Count the lines of the material below that contain the string "palm", where uppercase and lowercase letters are treated as different. Give only the number.
################
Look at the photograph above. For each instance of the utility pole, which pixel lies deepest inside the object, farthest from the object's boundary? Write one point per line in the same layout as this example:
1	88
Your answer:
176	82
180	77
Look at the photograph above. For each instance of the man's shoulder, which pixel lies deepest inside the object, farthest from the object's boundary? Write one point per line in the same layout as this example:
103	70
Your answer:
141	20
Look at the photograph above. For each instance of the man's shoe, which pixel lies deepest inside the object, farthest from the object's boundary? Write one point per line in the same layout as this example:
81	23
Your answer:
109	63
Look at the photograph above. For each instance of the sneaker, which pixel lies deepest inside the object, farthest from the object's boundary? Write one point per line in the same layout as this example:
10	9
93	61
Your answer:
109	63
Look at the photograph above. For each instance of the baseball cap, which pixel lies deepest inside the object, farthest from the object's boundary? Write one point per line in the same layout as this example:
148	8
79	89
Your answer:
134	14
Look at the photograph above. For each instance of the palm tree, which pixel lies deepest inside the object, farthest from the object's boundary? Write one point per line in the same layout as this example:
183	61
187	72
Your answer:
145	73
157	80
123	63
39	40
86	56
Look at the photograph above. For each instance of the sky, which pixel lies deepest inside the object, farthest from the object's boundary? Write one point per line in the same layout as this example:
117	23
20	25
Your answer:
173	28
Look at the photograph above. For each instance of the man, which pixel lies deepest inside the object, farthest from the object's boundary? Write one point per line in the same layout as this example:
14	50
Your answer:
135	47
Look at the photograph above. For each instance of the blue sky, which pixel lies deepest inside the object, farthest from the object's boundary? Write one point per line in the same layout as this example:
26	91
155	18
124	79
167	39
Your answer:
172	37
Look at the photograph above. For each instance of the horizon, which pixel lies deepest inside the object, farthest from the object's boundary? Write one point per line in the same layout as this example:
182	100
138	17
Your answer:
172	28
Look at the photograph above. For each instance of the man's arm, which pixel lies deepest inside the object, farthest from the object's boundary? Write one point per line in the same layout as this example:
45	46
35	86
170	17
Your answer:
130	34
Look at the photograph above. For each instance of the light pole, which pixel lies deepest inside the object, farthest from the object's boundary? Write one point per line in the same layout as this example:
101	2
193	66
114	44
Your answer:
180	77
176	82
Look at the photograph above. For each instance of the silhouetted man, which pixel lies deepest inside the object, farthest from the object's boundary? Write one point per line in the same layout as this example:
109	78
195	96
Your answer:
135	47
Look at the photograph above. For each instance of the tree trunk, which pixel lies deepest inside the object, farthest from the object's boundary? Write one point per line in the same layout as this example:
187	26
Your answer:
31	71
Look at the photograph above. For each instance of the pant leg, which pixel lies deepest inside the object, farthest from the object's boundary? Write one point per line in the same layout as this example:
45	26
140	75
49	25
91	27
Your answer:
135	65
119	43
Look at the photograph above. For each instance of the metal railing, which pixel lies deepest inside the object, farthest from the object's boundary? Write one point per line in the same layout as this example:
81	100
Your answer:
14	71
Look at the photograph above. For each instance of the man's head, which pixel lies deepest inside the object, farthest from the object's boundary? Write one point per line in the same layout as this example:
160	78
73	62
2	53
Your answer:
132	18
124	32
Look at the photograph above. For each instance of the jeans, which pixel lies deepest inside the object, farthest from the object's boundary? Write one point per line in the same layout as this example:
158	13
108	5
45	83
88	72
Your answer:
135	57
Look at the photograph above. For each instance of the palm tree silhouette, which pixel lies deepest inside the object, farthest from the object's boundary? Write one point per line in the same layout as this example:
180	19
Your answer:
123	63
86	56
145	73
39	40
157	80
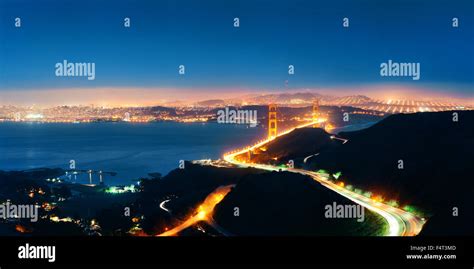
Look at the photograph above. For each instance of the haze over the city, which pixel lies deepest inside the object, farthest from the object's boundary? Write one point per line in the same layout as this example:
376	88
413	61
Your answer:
138	66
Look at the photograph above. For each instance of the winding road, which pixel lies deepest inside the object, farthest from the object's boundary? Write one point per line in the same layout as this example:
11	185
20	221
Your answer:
401	223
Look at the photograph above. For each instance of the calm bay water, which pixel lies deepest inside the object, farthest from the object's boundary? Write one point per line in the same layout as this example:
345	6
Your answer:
131	150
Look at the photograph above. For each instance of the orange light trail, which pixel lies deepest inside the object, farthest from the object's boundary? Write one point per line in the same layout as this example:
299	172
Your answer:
203	212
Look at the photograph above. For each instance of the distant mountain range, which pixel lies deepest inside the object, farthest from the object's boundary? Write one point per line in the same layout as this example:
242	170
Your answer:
359	101
436	152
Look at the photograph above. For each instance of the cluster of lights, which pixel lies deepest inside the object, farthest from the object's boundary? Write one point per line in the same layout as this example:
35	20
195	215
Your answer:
119	190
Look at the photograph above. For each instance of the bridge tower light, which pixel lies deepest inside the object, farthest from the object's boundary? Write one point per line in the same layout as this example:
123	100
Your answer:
315	114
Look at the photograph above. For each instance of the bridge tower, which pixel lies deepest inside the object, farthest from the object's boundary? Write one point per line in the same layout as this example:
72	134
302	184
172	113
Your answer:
272	121
315	113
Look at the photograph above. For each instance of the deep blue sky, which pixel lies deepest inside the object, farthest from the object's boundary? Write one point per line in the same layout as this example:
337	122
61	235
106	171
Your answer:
200	35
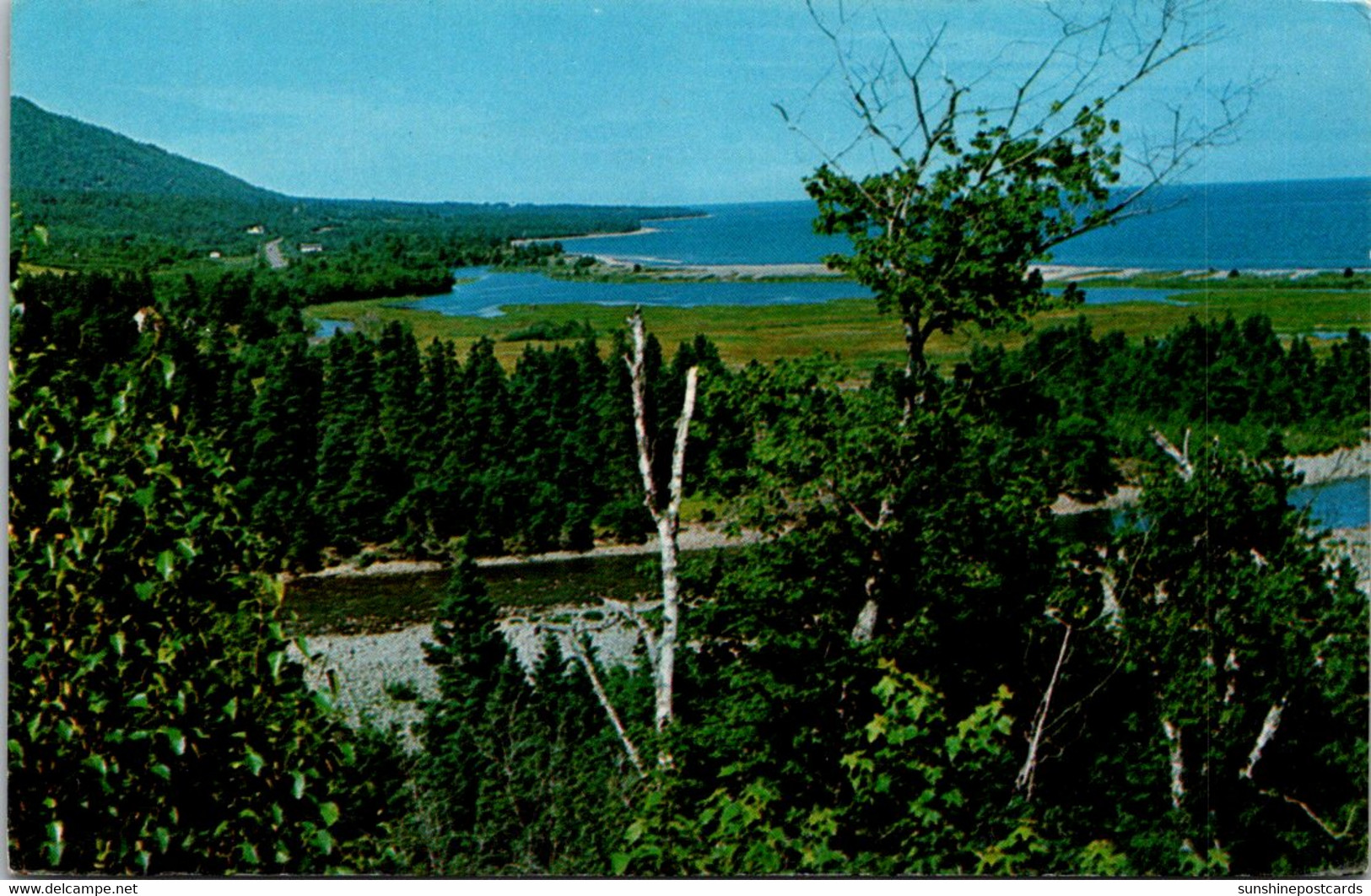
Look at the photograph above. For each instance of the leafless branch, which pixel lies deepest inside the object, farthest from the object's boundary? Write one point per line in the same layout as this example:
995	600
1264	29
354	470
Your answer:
1027	773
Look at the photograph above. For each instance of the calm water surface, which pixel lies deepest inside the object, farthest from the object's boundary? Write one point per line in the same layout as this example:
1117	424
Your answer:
1270	225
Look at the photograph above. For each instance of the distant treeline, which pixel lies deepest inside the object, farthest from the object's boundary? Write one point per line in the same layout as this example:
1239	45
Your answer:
121	230
373	440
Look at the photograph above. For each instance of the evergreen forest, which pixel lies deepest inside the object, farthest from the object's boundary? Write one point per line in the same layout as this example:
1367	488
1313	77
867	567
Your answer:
915	667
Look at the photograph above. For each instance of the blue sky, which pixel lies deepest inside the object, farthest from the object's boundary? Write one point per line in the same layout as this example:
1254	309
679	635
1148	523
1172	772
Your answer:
612	100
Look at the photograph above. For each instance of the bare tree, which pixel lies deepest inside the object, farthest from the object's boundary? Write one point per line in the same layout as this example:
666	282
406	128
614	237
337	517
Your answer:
660	643
983	180
665	515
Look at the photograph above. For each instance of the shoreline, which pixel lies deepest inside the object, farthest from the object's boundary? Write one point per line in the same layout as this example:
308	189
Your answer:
1050	273
1336	465
588	236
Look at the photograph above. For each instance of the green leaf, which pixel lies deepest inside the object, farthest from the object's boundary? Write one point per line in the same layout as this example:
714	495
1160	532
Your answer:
175	739
166	564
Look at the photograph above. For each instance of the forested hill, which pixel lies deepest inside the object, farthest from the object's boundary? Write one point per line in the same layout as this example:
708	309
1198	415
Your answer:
55	153
110	202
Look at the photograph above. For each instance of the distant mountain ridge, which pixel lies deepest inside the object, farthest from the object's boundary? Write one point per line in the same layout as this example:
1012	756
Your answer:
55	154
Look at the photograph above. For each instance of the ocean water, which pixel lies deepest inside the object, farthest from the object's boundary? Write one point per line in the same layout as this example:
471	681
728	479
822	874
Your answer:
1337	505
1256	226
487	292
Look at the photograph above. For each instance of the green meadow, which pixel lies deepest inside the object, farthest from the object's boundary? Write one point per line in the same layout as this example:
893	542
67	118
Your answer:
861	336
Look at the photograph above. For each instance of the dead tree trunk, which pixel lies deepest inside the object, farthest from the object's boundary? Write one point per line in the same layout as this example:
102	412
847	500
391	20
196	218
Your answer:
667	517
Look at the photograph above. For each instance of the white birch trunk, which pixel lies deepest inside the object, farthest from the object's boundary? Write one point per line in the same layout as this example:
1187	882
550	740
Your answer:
667	518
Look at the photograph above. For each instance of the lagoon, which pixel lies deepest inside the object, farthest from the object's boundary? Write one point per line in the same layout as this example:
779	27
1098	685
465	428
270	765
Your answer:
482	292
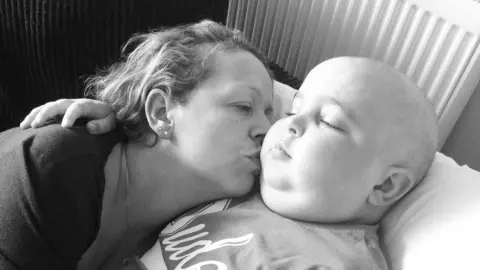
################
→ Reply
2